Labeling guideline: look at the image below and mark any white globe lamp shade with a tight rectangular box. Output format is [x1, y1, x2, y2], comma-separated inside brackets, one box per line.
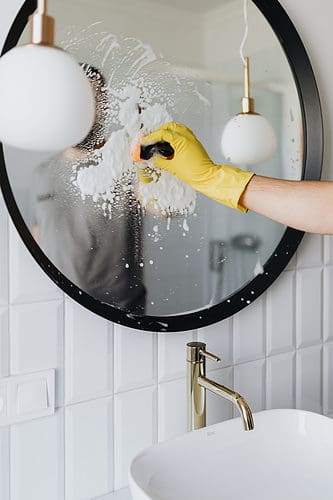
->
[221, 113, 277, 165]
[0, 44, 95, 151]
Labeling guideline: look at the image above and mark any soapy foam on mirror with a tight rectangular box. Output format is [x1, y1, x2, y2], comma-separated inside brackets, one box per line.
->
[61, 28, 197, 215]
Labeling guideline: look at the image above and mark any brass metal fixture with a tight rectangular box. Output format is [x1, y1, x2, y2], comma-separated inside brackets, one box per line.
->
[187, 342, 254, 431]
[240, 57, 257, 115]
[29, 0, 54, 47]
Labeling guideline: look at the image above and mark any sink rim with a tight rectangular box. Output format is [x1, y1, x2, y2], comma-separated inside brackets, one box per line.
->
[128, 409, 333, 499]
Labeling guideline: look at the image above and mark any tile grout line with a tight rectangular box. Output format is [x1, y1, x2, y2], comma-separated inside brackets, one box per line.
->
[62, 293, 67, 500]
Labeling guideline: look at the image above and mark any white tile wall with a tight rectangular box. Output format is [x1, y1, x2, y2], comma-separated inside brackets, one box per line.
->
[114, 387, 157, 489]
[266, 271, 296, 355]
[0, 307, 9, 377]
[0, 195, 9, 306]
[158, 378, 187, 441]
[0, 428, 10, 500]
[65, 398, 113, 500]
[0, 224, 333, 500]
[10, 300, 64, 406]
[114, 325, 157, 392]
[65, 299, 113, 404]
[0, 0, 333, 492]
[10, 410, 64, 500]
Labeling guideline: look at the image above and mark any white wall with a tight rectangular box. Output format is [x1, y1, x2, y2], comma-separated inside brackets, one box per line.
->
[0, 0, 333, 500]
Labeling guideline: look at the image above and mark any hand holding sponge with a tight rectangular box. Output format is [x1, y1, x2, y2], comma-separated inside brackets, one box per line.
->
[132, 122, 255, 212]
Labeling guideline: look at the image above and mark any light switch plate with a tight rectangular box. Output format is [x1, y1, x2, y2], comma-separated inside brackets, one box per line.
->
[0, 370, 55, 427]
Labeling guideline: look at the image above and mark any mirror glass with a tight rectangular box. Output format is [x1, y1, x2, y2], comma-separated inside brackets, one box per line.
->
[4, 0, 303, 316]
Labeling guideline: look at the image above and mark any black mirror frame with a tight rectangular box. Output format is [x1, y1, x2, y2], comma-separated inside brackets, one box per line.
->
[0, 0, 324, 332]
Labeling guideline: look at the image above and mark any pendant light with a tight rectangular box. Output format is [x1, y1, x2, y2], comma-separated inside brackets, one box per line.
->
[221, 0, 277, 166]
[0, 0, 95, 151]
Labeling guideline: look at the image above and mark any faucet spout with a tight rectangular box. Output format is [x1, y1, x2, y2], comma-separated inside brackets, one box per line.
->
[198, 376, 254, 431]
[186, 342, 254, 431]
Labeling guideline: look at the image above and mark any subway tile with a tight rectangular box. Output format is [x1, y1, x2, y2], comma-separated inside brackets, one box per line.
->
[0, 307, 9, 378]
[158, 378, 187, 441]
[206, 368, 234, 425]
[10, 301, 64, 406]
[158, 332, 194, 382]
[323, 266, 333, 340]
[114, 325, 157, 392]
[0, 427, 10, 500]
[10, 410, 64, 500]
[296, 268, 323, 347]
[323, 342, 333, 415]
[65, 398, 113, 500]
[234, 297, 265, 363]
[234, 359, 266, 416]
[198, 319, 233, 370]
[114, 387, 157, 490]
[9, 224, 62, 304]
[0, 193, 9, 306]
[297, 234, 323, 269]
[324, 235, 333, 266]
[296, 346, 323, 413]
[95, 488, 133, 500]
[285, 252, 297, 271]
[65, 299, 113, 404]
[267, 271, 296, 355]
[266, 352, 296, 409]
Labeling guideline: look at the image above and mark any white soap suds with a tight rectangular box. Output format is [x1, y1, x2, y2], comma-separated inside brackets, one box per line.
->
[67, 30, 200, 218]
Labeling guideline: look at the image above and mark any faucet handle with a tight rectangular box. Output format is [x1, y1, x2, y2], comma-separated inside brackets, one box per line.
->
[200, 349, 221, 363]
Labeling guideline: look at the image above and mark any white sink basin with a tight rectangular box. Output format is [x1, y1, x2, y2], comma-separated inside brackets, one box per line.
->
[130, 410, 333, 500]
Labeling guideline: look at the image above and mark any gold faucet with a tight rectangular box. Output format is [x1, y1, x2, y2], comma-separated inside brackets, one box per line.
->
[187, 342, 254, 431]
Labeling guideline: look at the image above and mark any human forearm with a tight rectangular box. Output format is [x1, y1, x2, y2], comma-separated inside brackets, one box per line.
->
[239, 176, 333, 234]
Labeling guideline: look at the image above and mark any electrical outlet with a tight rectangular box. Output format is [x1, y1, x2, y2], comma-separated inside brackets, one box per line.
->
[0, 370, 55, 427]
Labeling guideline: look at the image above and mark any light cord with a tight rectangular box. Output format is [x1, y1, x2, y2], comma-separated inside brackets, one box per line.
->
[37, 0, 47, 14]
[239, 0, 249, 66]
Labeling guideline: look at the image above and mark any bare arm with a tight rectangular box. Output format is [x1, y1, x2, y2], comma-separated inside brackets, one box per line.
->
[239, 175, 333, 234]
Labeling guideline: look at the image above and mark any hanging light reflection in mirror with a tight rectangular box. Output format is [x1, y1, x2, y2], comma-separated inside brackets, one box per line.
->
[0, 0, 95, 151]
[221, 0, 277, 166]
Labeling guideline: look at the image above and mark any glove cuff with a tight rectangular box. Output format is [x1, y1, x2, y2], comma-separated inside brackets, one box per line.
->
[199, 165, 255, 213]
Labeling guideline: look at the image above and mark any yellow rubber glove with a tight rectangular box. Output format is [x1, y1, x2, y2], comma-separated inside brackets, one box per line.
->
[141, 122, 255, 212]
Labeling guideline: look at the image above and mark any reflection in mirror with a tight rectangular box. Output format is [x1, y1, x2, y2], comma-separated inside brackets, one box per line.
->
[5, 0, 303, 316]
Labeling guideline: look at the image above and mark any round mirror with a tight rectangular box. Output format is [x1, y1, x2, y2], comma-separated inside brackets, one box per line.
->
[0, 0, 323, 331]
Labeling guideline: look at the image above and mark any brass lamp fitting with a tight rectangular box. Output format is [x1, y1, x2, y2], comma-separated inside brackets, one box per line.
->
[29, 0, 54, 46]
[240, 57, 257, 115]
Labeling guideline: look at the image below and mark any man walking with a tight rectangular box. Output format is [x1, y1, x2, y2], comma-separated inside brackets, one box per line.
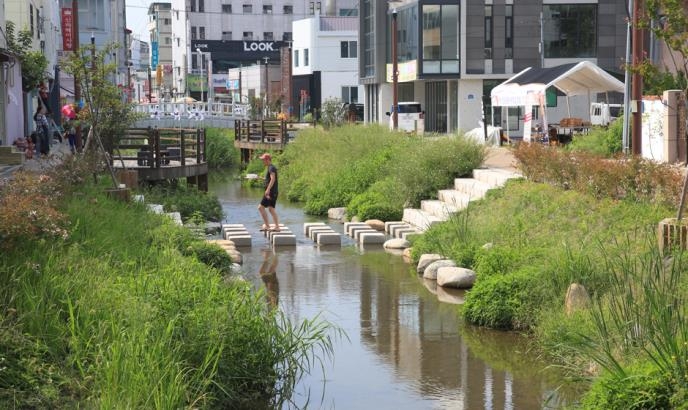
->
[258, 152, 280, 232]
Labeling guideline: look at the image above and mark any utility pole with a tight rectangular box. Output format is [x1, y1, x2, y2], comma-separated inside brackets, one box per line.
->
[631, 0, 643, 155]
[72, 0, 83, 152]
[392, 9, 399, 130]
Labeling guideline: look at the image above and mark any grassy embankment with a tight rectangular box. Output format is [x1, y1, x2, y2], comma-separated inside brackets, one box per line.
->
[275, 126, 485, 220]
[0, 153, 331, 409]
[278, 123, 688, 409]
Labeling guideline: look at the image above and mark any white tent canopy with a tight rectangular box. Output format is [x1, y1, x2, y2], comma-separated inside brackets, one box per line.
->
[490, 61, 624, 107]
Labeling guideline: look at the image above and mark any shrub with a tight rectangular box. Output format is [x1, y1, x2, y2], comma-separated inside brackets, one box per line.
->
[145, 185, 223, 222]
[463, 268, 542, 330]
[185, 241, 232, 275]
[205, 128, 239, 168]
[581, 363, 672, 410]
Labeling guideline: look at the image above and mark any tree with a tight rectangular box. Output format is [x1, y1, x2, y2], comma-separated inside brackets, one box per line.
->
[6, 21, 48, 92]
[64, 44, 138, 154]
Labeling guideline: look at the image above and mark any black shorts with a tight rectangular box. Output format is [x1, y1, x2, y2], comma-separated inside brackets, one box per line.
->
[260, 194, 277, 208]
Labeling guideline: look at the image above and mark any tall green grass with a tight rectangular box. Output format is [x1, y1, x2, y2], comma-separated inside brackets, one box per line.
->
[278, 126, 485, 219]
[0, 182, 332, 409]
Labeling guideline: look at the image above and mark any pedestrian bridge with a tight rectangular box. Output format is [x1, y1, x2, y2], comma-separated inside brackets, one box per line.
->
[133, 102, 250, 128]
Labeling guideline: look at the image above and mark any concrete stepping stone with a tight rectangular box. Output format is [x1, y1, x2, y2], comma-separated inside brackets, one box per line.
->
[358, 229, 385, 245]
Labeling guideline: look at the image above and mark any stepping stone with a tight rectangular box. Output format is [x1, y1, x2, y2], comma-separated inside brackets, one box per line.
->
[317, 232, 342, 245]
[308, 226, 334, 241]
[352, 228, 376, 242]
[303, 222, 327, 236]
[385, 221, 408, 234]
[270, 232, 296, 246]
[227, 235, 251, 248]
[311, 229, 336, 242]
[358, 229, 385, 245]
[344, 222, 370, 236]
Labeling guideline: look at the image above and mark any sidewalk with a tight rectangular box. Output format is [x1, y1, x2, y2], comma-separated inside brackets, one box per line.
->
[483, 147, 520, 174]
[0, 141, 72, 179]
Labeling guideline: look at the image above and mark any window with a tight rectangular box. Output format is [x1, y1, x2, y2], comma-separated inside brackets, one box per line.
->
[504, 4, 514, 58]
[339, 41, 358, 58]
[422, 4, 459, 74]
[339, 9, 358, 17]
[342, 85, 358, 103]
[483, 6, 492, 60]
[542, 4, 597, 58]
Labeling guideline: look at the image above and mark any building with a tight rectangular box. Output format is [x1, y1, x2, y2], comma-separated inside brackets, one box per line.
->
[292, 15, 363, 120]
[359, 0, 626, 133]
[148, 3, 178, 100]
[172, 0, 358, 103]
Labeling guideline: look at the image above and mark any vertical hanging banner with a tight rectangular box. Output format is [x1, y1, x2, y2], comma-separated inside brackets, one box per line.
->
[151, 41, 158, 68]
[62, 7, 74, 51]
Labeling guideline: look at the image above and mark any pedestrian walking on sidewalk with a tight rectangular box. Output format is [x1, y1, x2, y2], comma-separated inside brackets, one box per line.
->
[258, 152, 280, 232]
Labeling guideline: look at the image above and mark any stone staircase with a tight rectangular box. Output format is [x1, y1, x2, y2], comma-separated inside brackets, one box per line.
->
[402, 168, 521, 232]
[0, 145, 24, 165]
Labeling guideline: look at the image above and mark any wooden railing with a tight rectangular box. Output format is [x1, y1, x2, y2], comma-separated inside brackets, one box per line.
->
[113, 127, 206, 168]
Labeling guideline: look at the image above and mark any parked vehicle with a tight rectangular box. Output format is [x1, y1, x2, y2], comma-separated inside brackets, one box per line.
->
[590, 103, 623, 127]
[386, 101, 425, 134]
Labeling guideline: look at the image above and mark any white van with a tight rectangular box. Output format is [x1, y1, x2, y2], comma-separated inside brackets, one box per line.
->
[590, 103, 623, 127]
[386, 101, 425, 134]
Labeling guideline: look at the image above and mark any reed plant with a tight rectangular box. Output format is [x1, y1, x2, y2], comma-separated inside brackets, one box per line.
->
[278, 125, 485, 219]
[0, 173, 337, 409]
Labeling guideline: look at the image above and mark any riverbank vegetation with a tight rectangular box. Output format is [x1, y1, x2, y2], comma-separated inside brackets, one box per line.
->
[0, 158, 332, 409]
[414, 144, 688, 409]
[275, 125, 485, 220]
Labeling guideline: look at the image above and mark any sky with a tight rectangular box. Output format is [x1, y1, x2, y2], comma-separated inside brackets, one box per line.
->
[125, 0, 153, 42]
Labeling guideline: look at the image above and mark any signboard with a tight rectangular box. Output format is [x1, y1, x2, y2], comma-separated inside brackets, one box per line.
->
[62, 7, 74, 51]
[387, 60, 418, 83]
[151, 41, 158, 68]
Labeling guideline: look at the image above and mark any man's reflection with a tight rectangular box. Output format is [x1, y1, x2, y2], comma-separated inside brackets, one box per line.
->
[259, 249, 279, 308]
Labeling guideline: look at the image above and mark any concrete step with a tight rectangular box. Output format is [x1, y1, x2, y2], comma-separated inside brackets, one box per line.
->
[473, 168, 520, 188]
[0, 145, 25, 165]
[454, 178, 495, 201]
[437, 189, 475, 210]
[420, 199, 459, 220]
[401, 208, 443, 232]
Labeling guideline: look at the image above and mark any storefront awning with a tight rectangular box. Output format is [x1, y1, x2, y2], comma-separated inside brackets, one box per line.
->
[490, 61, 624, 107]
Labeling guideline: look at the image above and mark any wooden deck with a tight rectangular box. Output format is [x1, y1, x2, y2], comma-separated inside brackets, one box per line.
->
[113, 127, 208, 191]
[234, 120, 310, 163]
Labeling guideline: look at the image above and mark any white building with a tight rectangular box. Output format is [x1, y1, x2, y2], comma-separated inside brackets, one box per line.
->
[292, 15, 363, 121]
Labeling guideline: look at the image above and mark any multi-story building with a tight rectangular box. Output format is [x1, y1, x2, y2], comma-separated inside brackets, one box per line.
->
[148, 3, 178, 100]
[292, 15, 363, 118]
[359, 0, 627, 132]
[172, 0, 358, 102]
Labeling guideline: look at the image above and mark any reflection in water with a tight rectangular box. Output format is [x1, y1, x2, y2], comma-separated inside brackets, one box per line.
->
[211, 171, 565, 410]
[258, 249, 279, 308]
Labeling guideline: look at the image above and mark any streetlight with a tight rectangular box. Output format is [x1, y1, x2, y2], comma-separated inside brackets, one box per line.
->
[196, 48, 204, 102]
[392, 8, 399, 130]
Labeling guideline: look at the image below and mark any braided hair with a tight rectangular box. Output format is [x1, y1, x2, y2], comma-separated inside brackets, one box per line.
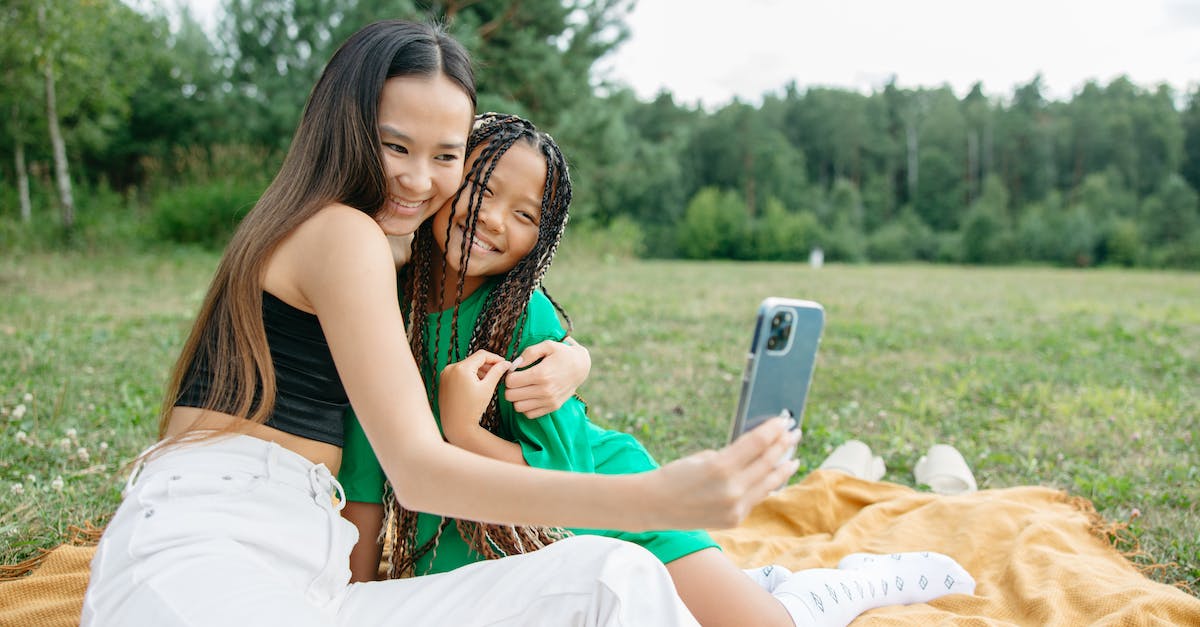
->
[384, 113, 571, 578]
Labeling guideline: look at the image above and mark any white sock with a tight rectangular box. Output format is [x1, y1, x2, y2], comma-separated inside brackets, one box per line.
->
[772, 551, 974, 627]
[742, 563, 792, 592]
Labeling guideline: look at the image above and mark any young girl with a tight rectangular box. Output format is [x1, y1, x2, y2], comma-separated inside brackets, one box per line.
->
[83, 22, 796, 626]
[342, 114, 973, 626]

______________________________

Lay out the lines between the one holding "Labeling guideline: look at the image above and mark any mirror" and the one holding "[67, 30, 200, 218]", inclusive, as a Markdown table with columns headed Row and Text. Number each row and leave out blank lines.

Final result:
| Row | Text |
|---|---|
| 1 | Labeling guideline: look at the image above and mark any mirror glass with a tight rectangular box. Output format is [x1, y1, x2, y2], comma-separated inside brackets, one box per line. |
| 2 | -> |
| 3 | [4, 0, 303, 316] |
| 4 | Labeling guideline: look at the image above and mark any black mirror frame with a tight rectangular box. Output format is [x1, y1, x2, y2], comma-separated inside brackets, one box per line. |
| 5 | -> |
| 6 | [0, 0, 324, 332] |
| 7 | Labeling guideline: look at the image above and mark any pendant light with a tight rectangular box. Output format is [x1, y1, x2, y2], comma-separated inside brackets, one box per line. |
| 8 | -> |
| 9 | [221, 0, 277, 166] |
| 10 | [0, 0, 95, 151] |
| 11 | Labeling guideline: look at the image above and mark any faucet spout with a tight rectangular box. Output format is [x1, y1, x2, y2], comma-separated inside brackets, one box per line. |
| 12 | -> |
| 13 | [198, 376, 254, 431] |
| 14 | [186, 342, 254, 431] |
| 15 | Labeling guideline: look at the image above and mark any subway tile with a tight rectangular box. Output format is [x1, y1, x2, y2], comma-separated inside brackets, one box per line. |
| 16 | -> |
| 17 | [0, 307, 9, 378] |
| 18 | [158, 378, 187, 441] |
| 19 | [206, 368, 234, 425] |
| 20 | [10, 301, 64, 406] |
| 21 | [158, 332, 194, 382] |
| 22 | [323, 266, 333, 340] |
| 23 | [114, 325, 157, 392] |
| 24 | [0, 427, 10, 500] |
| 25 | [10, 410, 64, 500] |
| 26 | [296, 268, 323, 347] |
| 27 | [323, 342, 333, 415] |
| 28 | [65, 398, 113, 500] |
| 29 | [234, 297, 265, 363] |
| 30 | [234, 359, 266, 416] |
| 31 | [198, 319, 233, 370] |
| 32 | [114, 387, 157, 490] |
| 33 | [9, 224, 62, 304] |
| 34 | [0, 193, 9, 306] |
| 35 | [297, 234, 323, 269] |
| 36 | [324, 235, 333, 266] |
| 37 | [296, 346, 323, 413] |
| 38 | [95, 488, 133, 500] |
| 39 | [285, 252, 297, 271] |
| 40 | [65, 299, 113, 404] |
| 41 | [267, 271, 296, 355] |
| 42 | [266, 352, 296, 409] |
| 43 | Labeling guideline: look at the image above and mark any white soap suds with a tight rectangular box. Output format is [x1, y1, x2, y2], comma-separated inside brackets, one box per line. |
| 44 | -> |
| 45 | [67, 30, 200, 218] |